EXERCISE
Show each line of the data below that contains the word "stone". Case counts.

"""

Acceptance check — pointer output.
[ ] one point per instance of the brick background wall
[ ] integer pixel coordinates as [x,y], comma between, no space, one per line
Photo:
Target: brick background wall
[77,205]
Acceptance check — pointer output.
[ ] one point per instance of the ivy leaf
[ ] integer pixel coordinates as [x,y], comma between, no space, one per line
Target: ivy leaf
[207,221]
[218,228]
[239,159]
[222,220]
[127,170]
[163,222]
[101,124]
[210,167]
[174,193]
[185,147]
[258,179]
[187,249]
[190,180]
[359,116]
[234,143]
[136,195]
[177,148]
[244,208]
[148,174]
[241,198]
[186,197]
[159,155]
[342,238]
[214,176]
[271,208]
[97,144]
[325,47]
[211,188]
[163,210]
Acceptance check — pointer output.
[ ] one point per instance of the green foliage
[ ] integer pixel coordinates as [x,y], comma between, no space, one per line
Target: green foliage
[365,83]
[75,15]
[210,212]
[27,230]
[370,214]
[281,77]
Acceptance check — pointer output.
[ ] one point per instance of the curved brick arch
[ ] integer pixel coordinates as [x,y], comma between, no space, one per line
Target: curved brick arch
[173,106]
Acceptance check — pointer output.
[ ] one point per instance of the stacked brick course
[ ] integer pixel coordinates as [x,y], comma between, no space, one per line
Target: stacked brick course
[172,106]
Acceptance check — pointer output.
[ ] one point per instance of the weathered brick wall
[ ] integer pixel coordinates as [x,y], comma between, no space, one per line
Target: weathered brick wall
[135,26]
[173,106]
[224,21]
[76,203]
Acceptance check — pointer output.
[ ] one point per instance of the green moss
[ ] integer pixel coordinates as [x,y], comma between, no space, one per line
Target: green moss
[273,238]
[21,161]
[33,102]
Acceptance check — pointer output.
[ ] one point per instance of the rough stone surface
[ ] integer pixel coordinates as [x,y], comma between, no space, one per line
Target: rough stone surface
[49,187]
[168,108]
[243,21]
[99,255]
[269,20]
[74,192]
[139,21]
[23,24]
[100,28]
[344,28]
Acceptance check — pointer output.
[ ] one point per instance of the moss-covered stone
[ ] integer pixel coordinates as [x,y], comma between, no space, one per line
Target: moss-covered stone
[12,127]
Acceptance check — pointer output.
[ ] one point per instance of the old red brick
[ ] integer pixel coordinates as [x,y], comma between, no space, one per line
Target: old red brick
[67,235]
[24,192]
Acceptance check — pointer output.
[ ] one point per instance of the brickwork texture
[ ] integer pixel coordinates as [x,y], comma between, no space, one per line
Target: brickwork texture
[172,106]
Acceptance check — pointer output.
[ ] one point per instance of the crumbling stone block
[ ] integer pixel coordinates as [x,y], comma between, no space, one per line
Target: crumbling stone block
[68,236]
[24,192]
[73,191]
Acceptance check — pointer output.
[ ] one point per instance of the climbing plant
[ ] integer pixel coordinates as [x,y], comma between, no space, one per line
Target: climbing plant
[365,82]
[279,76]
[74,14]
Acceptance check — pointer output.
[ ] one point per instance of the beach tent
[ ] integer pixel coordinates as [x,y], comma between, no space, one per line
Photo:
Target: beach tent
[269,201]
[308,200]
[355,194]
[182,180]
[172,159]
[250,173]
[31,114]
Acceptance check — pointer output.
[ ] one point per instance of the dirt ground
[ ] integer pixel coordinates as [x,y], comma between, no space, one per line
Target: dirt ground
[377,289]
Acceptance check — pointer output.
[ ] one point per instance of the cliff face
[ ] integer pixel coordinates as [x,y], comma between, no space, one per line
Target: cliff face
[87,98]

"""

SOLUTION FOR THIS EXERCISE
[ ] one point per instance of the rough stone surface
Target: rough stone surface
[ ] one point per instance of the moss-covered stone
Target: moss-covered stone
[ ] one point per instance of the crumbling stone block
Target: crumbling stone block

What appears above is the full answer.